====== PROVIDED DATA

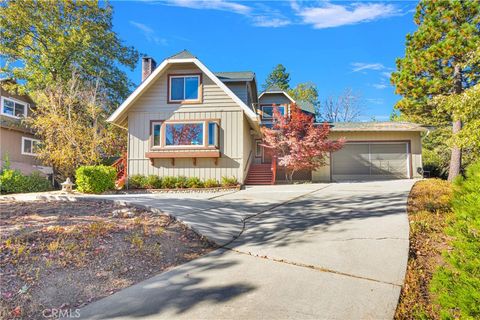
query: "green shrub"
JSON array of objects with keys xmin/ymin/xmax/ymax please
[
  {"xmin": 75, "ymin": 165, "xmax": 117, "ymax": 193},
  {"xmin": 222, "ymin": 177, "xmax": 238, "ymax": 187},
  {"xmin": 144, "ymin": 174, "xmax": 162, "ymax": 189},
  {"xmin": 162, "ymin": 177, "xmax": 177, "ymax": 189},
  {"xmin": 175, "ymin": 176, "xmax": 188, "ymax": 188},
  {"xmin": 204, "ymin": 179, "xmax": 219, "ymax": 188},
  {"xmin": 430, "ymin": 162, "xmax": 480, "ymax": 319},
  {"xmin": 0, "ymin": 169, "xmax": 52, "ymax": 193},
  {"xmin": 128, "ymin": 174, "xmax": 147, "ymax": 189},
  {"xmin": 187, "ymin": 177, "xmax": 204, "ymax": 188}
]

============

INSTRUCTIONS TO FOLLOW –
Can you write out the lines above again with "green shrub" swapped for "leafy bush", keeping everything else unchanged and leaving out the pictures?

CORRECT ANSWER –
query: "leafy bush"
JSON array of objects with keys xmin/ymin/xmax/ymax please
[
  {"xmin": 75, "ymin": 165, "xmax": 117, "ymax": 193},
  {"xmin": 222, "ymin": 177, "xmax": 238, "ymax": 187},
  {"xmin": 144, "ymin": 174, "xmax": 162, "ymax": 189},
  {"xmin": 162, "ymin": 177, "xmax": 177, "ymax": 189},
  {"xmin": 175, "ymin": 176, "xmax": 188, "ymax": 188},
  {"xmin": 204, "ymin": 179, "xmax": 219, "ymax": 188},
  {"xmin": 430, "ymin": 162, "xmax": 480, "ymax": 319},
  {"xmin": 0, "ymin": 169, "xmax": 52, "ymax": 193},
  {"xmin": 128, "ymin": 174, "xmax": 147, "ymax": 189},
  {"xmin": 187, "ymin": 177, "xmax": 204, "ymax": 188}
]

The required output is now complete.